## Source document
The VSD may further provide VSD status data to the FFE, such as end of screen (EOS), overflow (OVF), or indications of errors. In some aspects, the VSD status data may be provided to the FFE via a dedicated wire.

In some aspects of the present disclosure, the next base 432 may be calculated as

$\begin{matrix} N_{b a s e} = T_{b} + T_{str} \cdot (v_{next} - D_{first}) & (1) \end{matrix}$

with N_basebeing the next base 432, T_bbeing the table base 414, T_strbeing the table stride 416, v_nextbeing the next visible draw 420 and D_firstbeing the first draw 412.

The fetch length 434 (F_L) may be calculated as the product of table stride 416 and the number of visible draws 422 (v_num):

$\begin{matrix} F_{L} = T_{str} \cdot v_{n u m} & (2) \end{matrix}$

The next base 432 and fetch length 434 may then be provided to the CSFs 460 and 470 which may then fetch the respective draws from the FSDT.

Thus, an example fetching algorithm for the FFE may be equal or similar to the following:

While ! (end-of-table or end-of-draws) {

N_base= T_Base+ T_Str* (v_next− D_first);

F_L= T_Str* v_num;

Issue fetch to CSF;

}

The FFE may provide the calculated next base 432 and fetch length 434 to the appropriate CSF, as for example the CSF 460 for IB2 and/or the CSF 470 for IB3.

The FFE may further comprise a Finite State Machine (FSM) 450. The FSM 450 may be in communication with the ALU 410. The FSM 450 may be further configured to communicate with the CP, for example via CP peripheral bus 350.

For example, the FSM 450 may receive control information 424 from the CP, for example via CP peripheral bus 430. Further, the FSM 450 may transmit status information 426 to the CP, for example via P peripheral bus 430.

The control information 424 may comprise action bits, such as “Reset”, “Halt” and “Go”. Further, the control information 424 may comprise an indication of which CSF 460, 470 should be used for fetching, and which indirect buffer (for example IB1, IB2 or IB3) should be used for the fetched FSDT table entries in the on-chip memory 460.

The status information 426 may comprise information on the state of the FFE. For example, the status information 426 may indicate that the FFE is currently busy or idle. Further, the status information 426 may indicate a number of CSF fetches issued by the FFE. In some aspects of the present disclosure, the status information 426 may comprise a number of FSDT table entries that must still be processed by the FFE. This value may change dynamically during the fetching process.

FIG. 5 shows a block diagram of a device 500 that supports FSDTs for rendering in accordance with aspects of the present disclosure. The device 500 may be an example of aspects of a device as described herein. The device 500 may include a central processing unit (CPU) 510, a graphics processing unit (GPU) 515 and a display 550. The GPU 515 may include a command processor (CP) 520, one or more GPU cores 525, a visibility stream decoder (VSD) 530, a Pre-Fetching engine (PFE) 535, for example an FSDT Fetching engine as described elsewhere herein, a memory 540, and one or more command stream fetchers (CSF) 545. Each of these modules may communicate, directly or indirectly, with one another (e.g., via one or more buses).

CPU 510 may execute one or more software applications, such as web browsers, graphical user interfaces, video games, or other applications involving graphics rendering for image depiction (e.g., via display 550). As described above, CPU 510 may encounter a GPU program (e.g., a program suited for handling by a GPU) when executing the one or more software applications. Accordingly, CPU 510 may submit rendering commands (e.g., a command stream) to a CP 520 of the GPU 515 (e.g., via a GPU driver containing a compiler for parsing API-based commands).

## Stored data
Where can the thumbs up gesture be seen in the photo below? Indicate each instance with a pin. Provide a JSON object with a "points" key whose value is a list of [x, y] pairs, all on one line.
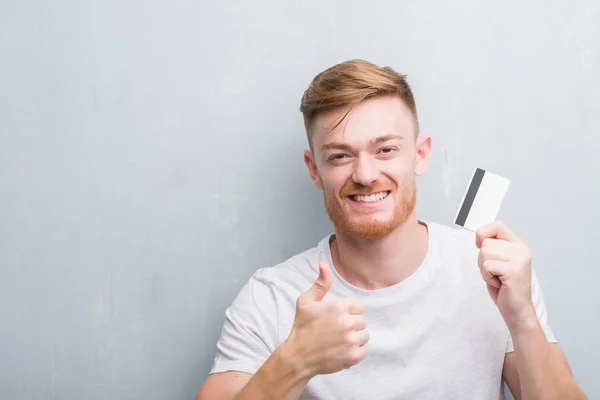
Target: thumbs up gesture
{"points": [[328, 336]]}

## What you will do
A) Reproduce the fetching-engine excerpt verbatim from "The status information 426 may comprise information" to "the fetching process.".
B) In the fetching-engine excerpt, condense the paragraph that begins "The status information 426 may comprise information on the state of the FFE" into a bulleted list that keeps its main facts.
The data above is separate material and has no connection to the fetching-engine excerpt.

## Full answers
A)
The status information 426 may comprise information on the state of the FFE. For example, the status information 426 may indicate that the FFE is currently busy or idle. Further, the status information 426 may indicate a number of CSF fetches issued by the FFE. In some aspects of the present disclosure, the status information 426 may comprise a number of FSDT table entries that must still be processed by the FFE. This value may change dynamically during the fetching process.

B)
- Status information 426 describes the state of the FFE.
- It may show whether the FFE is busy or idle.
- It may give the number of CSF fetches the FFE has issued.
- In some aspects, it may include the number of FSDT table entries the FFE still has to process. This number may change dynamically during fetching.